WRITTEN REQUEST =>
Set down the listing below word for word, leaving out the pictures.
# Start of RECORDS SHOWN
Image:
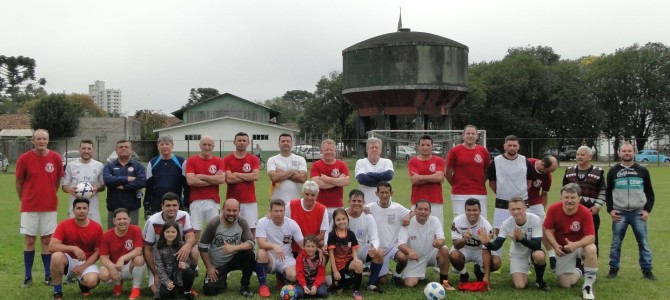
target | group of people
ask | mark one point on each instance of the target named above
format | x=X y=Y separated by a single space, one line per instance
x=308 y=227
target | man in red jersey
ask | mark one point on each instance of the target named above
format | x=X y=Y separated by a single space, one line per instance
x=331 y=175
x=426 y=172
x=38 y=175
x=241 y=172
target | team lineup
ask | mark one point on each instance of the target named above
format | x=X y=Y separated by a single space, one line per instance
x=315 y=241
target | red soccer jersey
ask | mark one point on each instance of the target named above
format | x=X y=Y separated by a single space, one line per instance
x=116 y=246
x=469 y=167
x=198 y=165
x=87 y=238
x=330 y=197
x=431 y=191
x=538 y=182
x=244 y=192
x=573 y=228
x=40 y=175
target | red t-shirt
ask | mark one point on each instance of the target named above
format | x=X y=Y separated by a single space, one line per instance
x=198 y=165
x=469 y=167
x=538 y=182
x=41 y=178
x=330 y=197
x=87 y=238
x=574 y=227
x=116 y=246
x=244 y=192
x=431 y=191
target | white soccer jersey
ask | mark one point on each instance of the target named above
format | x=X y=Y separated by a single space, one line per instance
x=363 y=166
x=531 y=229
x=286 y=190
x=389 y=221
x=461 y=225
x=283 y=235
x=421 y=237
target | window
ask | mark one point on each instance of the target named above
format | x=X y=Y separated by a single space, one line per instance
x=260 y=137
x=192 y=137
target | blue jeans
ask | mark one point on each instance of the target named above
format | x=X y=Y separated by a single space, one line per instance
x=619 y=228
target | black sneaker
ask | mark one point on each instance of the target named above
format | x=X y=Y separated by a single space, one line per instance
x=245 y=291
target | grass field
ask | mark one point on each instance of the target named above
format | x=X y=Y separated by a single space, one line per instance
x=628 y=285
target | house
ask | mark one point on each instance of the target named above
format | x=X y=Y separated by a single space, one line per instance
x=221 y=117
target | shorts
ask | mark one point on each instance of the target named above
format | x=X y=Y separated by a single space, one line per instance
x=39 y=223
x=417 y=269
x=249 y=211
x=458 y=204
x=72 y=263
x=202 y=211
x=566 y=264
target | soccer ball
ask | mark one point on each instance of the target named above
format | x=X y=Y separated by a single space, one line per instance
x=84 y=190
x=287 y=292
x=434 y=291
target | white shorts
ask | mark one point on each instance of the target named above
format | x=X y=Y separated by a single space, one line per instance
x=458 y=204
x=202 y=211
x=41 y=223
x=566 y=264
x=417 y=269
x=249 y=211
x=72 y=263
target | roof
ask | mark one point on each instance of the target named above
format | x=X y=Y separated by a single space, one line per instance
x=180 y=113
x=224 y=118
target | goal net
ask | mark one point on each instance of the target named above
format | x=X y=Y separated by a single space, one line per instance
x=401 y=144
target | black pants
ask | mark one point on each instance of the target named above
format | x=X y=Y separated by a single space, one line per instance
x=243 y=260
x=187 y=276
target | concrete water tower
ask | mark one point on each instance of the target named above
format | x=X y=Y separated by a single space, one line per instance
x=404 y=73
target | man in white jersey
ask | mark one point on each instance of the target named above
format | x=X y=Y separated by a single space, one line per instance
x=274 y=236
x=389 y=217
x=525 y=230
x=85 y=169
x=286 y=171
x=467 y=245
x=422 y=243
x=372 y=170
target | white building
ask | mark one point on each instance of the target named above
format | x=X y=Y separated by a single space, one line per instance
x=108 y=99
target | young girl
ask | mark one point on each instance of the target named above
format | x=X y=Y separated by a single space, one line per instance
x=342 y=249
x=311 y=273
x=171 y=272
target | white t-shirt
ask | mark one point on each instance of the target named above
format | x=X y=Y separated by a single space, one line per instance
x=461 y=225
x=363 y=166
x=283 y=234
x=389 y=221
x=421 y=237
x=531 y=229
x=286 y=190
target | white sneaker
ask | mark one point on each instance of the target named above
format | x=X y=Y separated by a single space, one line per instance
x=587 y=293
# End of RECORDS SHOWN
FINAL RESULT =>
Image:
target | group of people
ask | mark one point on each instance of the target named above
format | x=X y=Y separated by a single space, one line per instance
x=308 y=227
target | man in red jersey
ask | mark one point on each instance of the target named above
format | x=X y=Y separated by a single space, one line per instance
x=331 y=175
x=426 y=172
x=38 y=175
x=241 y=172
target | team lineup
ask | mark one point on each instance of the target named above
format | x=X y=Y separated by a single space, one line per instance
x=315 y=241
target | red soccer jersey
ask | mark one point on each instance of the target named above
format | x=X y=Y separated by a single space, one line per instance
x=116 y=246
x=469 y=167
x=198 y=165
x=87 y=238
x=330 y=197
x=431 y=191
x=538 y=182
x=244 y=192
x=573 y=228
x=40 y=175
target | red t-shirt
ask | mark one point on each instance of the target named above
format | x=X y=Y separated by a single space, one line per instance
x=198 y=165
x=469 y=167
x=538 y=182
x=41 y=178
x=330 y=197
x=87 y=238
x=574 y=227
x=116 y=246
x=244 y=192
x=431 y=191
target | white soccer jersey
ask | mark one point on each instance of the target named above
format | x=X y=Y separated by a single space, one line per instance
x=363 y=166
x=531 y=229
x=286 y=190
x=389 y=221
x=461 y=225
x=283 y=235
x=421 y=237
target | window
ask | mark one point on each instance of the target named above
format | x=X y=Y separated by a single space, one line per instance
x=260 y=137
x=192 y=137
target | blue jeans
ask | mark one point on each instance of the target named above
format | x=X y=Y separated by a single space, one line per instance
x=619 y=228
target | black sneaker
ask | mark one point on each instance of the target named above
format | x=X y=Y separated by a single space, one line per instance
x=245 y=291
target | grass field
ask | mark one point on each instance of the target named above
format | x=X y=Y separated by a single space, one line per instance
x=628 y=285
target | house
ask | mark one point on each instance of the target named above
format | x=X y=Y separated by a single space, one line per instance
x=221 y=117
target | shorts
ask | mark one point on each instance of the target named above
format | x=X y=Y separated by a single space, one line per instance
x=39 y=223
x=417 y=269
x=249 y=211
x=458 y=204
x=72 y=263
x=202 y=211
x=566 y=264
target | soccer ball
ask | mark one point on each instance of the target named above
format | x=X y=Y separated by a single space, one line per instance
x=84 y=190
x=287 y=292
x=434 y=291
target | white shorts
ask | mark one point on each instance of the target named above
format | x=X y=Y separated by a single space, one line per instance
x=458 y=204
x=202 y=211
x=41 y=223
x=566 y=264
x=417 y=269
x=249 y=211
x=72 y=263
target | roof
ask | mark one point on each instance of the target named above
format | x=X y=Y separated by a single space, one line per instance
x=180 y=113
x=224 y=118
target | goal net
ask | mark one point on each instance of the target named above
format | x=X y=Y separated by a single space, one line per instance
x=401 y=144
target | black pants
ask | mark one point on each instance of the target named above
format | x=X y=Y separated by a single space, one line per instance
x=243 y=260
x=187 y=276
target | concrete water tower
ask | mark one point on each instance of the target named above
format | x=X y=Y separated by a single space, one line per instance
x=404 y=73
target | man in white jersey
ask | mark one point on each instance of the target named above
format | x=X y=Y separated by a single space, one line per instance
x=274 y=236
x=389 y=217
x=525 y=230
x=85 y=169
x=286 y=171
x=467 y=245
x=422 y=243
x=372 y=170
target | white building
ask | mark one point on each instance of the target named above
format | x=X y=Y separated by a single space, one line per instance
x=108 y=99
target | young girl
ask | mark one point on each instance of the target named above
format | x=X y=Y separated by a single space, one line per instance
x=342 y=249
x=311 y=273
x=171 y=272
target | white t-shirt
ask | mark one point on each instance of the target named above
format | x=X y=Y separated by a single space, one line per instance
x=461 y=225
x=363 y=166
x=283 y=234
x=389 y=221
x=421 y=237
x=531 y=229
x=286 y=190
target | white sneaker
ask | mark one point on each instance of the target named above
format | x=X y=Y separated by a single space, one line per instance
x=587 y=293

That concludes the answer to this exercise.